→ **Excerpt**
——

It may be possible to hinder sexual transmission of AIDS with a novel kind of vaccine

While AIDS deaths decreased in the United States last year, most of the world has not been so fortunate. Worldwide, more than 2.6 million people died of AIDS in 1999, and the UN reports 5.6 million new HIV infections that year, bringing the global total to 33.6 million. The search for an effective AIDS vaccine to stem this rising tide is one of the most sought-after and elusive goals of science.

Why so elusive? Its a vaccine’s job to alert the body to the presence of an infecting microbe, so the microbe can be destroyed by the body’s immune defenses. Vaccines work by literally feeling the outside of potential invaders, checking the proteins that protrude from the surface like so many boulders. When a foreign shape is detected, the alarm sounds. Thus to be effective, an AIDS vaccine directed against the HIV virus must be able to recognize some particular protein on the surface of the virus, a protein unique to HIV. Only when it does, can the vaccine alert the body’s immune defenses to attack HIV and any cells infected by it.

The difficulty is that the HIV surface proteins that are the target of the vaccine keep changing! A random change in a gene is called a mutation, and the genes of the HIV virus mutate extremely frequently, more often than any other virus known to science. When a gene encoding one of the virus surface proteins is the one that mutates, the shape of that protein is often altered, and as a result the vaccine no longer recognizes it.

This constant altering of HIV surface proteins is why the search for a universal anti-HIV virus has not succeeded. Like a gun shooting at a target that keeps moving aside, no one vaccine can successfully recognize HIV for long. For an AIDS vaccine to work, it must be targeted at something that doesn’t shift around so much.

Frustrated in their attempts to develop a vaccine targeted against HIV, most vaccine researchers have in recent years changed their focus to a less changeable target, the immune system cells with which HIV interacts. The interaction is like two people slow dancing. A protein on immune system cells called CD4 binds to a protein on HIV called gp120. Locked into each others arms, the cell cannot escape as the virus slips inside it.

Many AIDS vaccine designers are now attempting to disrupt this dance. If HIV cannot grasp these CD4 cells, it cannot enter and destroy them, and AIDS is prevented. How to stop these two partners from embracing? Two proteins are used by the cell to draw the virus close: the CD4 protein that protrudes from the cell surface like a sticky finger, and a second helper protein called CCR5 that positions the CD4 finger so that it nicely fits alongside HIV’s gp120 protein, like two fingers curling around one another.

——

(Stored data)
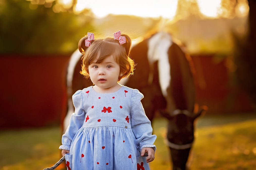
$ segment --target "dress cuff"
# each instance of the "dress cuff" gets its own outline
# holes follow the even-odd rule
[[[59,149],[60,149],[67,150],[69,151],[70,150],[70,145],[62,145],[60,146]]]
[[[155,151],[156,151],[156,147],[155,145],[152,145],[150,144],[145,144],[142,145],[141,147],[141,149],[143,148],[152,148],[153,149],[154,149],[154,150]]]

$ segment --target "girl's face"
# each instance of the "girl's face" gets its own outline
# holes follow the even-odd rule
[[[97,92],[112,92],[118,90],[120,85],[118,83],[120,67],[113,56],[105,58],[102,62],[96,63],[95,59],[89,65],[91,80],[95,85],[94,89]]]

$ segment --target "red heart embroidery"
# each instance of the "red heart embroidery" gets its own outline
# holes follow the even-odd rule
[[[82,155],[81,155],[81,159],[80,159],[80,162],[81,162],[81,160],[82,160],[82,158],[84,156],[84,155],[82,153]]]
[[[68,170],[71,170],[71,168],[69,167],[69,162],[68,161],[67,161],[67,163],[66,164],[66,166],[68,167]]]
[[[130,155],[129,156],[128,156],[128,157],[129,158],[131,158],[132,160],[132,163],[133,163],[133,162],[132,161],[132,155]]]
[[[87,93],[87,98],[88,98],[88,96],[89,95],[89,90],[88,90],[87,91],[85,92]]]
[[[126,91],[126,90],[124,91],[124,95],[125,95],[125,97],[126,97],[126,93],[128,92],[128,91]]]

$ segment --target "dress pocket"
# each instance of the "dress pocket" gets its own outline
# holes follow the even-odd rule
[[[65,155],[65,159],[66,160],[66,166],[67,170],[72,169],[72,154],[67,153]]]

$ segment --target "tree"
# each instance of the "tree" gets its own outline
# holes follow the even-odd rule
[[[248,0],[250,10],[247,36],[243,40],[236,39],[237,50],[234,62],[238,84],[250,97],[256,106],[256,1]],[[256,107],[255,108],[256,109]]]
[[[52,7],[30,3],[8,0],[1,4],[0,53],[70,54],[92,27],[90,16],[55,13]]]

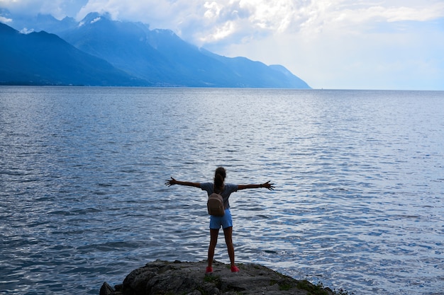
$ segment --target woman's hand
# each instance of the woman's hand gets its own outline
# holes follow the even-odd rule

——

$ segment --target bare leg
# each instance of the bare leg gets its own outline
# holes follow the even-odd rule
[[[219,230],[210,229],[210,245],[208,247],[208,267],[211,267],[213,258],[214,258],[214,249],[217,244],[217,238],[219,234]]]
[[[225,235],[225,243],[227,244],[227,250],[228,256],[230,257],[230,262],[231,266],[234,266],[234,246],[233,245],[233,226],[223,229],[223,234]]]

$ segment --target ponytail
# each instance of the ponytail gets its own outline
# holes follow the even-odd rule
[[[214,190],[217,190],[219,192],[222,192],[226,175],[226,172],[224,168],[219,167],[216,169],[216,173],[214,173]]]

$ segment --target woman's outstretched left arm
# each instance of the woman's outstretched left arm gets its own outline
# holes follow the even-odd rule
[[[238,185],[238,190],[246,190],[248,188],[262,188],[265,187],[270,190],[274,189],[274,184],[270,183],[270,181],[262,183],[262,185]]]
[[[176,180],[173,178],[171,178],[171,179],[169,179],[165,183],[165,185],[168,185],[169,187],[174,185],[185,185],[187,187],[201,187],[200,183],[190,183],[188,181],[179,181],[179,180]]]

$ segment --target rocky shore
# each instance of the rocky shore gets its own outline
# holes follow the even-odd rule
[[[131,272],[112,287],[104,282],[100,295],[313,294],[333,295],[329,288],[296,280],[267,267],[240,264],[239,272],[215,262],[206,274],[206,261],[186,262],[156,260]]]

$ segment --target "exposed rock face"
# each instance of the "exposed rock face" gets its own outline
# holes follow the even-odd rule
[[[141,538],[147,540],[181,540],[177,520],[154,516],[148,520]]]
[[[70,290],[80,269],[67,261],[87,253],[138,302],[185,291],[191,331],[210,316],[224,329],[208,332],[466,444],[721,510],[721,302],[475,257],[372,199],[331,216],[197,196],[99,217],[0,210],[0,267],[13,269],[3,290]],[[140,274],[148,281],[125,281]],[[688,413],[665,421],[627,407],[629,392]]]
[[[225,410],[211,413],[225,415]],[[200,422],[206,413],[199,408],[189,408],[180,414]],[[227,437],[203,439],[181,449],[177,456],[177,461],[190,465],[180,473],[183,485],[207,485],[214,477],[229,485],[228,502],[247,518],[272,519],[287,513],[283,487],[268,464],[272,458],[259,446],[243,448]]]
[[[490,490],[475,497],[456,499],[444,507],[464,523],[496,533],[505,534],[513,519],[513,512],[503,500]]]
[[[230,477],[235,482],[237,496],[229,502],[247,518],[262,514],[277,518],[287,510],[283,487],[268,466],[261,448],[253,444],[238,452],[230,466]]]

——

→ **Using the information**
• A. According to the passage on AIDS vaccines, how many people worldwide died of AIDS in 1999?
• B. Please carry the passage on AIDS vaccines forward, starting right after its last sentence.
The data has no connection to the passage on AIDS vaccines.

→ **Your responses**
• A. More than 2.6 million people.

• B.
What drew researchers’ attention to the possibility of blocking HIV entry into CD4 cells was the discovery of people with a defective form of CCR5. In these people, a segment of the DNA in the CCR5 gene was deleted, producing a faulty protein incapable of correctly positioning CD4 for binding to the HIV virus. Of 1,955 people at risk of AIDS with only the defective form of the gene, none were HIV positive. Clearly, if the virus cannot enter your immune system cells, you don’t get AIDS.

Lack of CCR5 doesn’t seem to have any adverse effects, at least none that are obvious, so blocking CCR5 to prevent AIDS seems a promising approach. Vaccine designers are crafting vaccines that will elicit antibodies directed at CCR5, disabling it. It is too soon to know how effective these new anti-CCR5 vaccines are going to be, but they certainly should be tried.

Recent research suggests a second potential target for a vaccine: If HIV cannot reach CD4 cells, it cannot infect them. Work published in the last few months has shed a great deal of light on the journey of HIV from its introduction into the body by sexual intercourse to its arrival at the lymph nodes where CD4 cells reside. Block this journey, and AIDS cannot get started.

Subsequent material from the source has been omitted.